◆ PROBLEM DESCRIPTION:
Your output must match the records exactly, line for line.

◆ DATASET RECORDS:
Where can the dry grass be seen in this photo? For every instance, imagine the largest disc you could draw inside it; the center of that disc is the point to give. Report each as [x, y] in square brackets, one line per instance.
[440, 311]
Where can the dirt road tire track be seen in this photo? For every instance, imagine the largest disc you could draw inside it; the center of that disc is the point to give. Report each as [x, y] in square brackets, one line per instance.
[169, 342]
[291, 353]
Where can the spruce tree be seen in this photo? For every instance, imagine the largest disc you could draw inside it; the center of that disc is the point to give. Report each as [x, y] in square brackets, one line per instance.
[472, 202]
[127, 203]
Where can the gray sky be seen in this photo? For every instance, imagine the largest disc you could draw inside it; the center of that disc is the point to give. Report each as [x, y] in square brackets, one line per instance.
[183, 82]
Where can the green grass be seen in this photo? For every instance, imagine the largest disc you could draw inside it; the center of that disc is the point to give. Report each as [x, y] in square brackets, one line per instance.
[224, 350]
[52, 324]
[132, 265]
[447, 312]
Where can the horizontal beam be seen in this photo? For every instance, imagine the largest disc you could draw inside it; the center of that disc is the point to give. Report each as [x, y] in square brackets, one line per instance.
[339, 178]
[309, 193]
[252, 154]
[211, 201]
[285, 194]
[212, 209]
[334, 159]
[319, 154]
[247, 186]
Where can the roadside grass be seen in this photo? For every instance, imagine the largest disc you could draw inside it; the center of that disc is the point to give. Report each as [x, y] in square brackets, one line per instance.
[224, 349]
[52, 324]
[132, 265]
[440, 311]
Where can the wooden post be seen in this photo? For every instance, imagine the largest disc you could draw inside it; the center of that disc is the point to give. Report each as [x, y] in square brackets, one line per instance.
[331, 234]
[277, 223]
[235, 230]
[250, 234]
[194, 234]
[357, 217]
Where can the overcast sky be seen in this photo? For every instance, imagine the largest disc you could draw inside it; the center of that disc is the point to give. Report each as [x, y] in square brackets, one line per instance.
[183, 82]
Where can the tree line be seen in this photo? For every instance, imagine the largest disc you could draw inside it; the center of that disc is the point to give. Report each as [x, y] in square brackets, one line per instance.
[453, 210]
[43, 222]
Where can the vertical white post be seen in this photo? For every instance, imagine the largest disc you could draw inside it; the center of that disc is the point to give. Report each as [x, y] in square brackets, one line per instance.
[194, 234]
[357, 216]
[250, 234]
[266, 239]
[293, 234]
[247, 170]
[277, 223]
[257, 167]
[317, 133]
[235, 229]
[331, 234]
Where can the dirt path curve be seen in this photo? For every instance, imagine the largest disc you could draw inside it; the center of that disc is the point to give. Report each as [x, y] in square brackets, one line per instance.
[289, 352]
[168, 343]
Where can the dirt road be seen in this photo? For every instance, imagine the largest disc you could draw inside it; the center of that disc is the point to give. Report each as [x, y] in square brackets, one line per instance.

◆ WRITTEN SOLUTION:
Where can the dry grass be seen in this photo? For every instance, imagine the largest disc you could draw inside it; the center of that disc is the point to give. Report each as [x, y] in square brackets, one line per instance.
[440, 311]
Where can the dirt road tire track be seen in this photo? For every instance, imagine the largest disc you could draw inside it; the center of that disc is the point to give. Report each as [x, y] in square brackets, one line per instance.
[169, 342]
[291, 353]
Where can the spruce tree be seen in this photo? For every instance, imagine the largest disc you could draw inside it; the center of that disc is the point to give. Report each as [x, y] in square brackets, one line per instance.
[472, 202]
[127, 203]
Where can the gray sky be seen in this photo? For every instance, imagine the largest disc you could draw inside it; the center of that disc is the point to give. Report each as [x, y] in square brackets, one line per instance.
[183, 82]
Where can the green grass be seen in this photo? For every instance, imagine the largest disc you could draw inside it; the center of that disc is the point to give. Report each as [x, y] in square brackets, one line per instance.
[224, 350]
[52, 324]
[132, 265]
[447, 312]
Where can the horizontal beam be seen in this photo? For every instance, imagine the largest disc you could draw inside it; the center of that disc is the point to give. Report each as [x, y] in square brackets, one line per instance.
[339, 178]
[309, 193]
[252, 154]
[211, 201]
[285, 194]
[212, 209]
[334, 159]
[319, 154]
[247, 186]
Where can the roadside grass be seen in this photo? For every instance, imagine the largest disc you could draw inside it; the center of that disc is the point to give. Report each as [x, y] in square brackets, one line per instance.
[224, 349]
[52, 324]
[132, 265]
[440, 311]
Where can the wooden post be seen in this photo? For every instance, imagine the largest disc you could draw inside it; the center of that disc is the point to give. Report each as [x, y] in square brackets, one line per instance.
[331, 234]
[277, 223]
[235, 230]
[250, 234]
[194, 234]
[357, 217]
Where can the overcast sky be seen in this photo? For every instance, imagine the largest disc you could draw inside it; the center of that disc is the point to give. Report each as [x, y] in square brackets, one line per instance.
[183, 82]
Where can the tree line be seen in this photo? For every instance, imagine the largest disc you could draw inside it; the center of that disc is the point to give. Report each as [x, y] in square brackets, one line per instance.
[453, 210]
[43, 222]
Where can the vertical white post be seen in this photo? For every instance, imagine the largest disc you could draw inside it; the center of that disc is the point to give. Report each as [x, y] in square brackets, one line per instance.
[194, 234]
[357, 216]
[250, 234]
[266, 239]
[293, 234]
[247, 170]
[277, 223]
[257, 167]
[317, 133]
[235, 229]
[331, 234]
Where can the dirt path curve be seen in this photo? For every instance, imagine the largest disc you could draw inside it; the center of that disc is the point to give. Report each as [x, y] in square brackets, one line per instance.
[289, 352]
[168, 343]
Where can the dirt road be seen in this photo? For every instance, imagine the largest disc you could draw inside it; the center of that disc is the point to give. Report each as [x, y] in square brackets, one line per instance.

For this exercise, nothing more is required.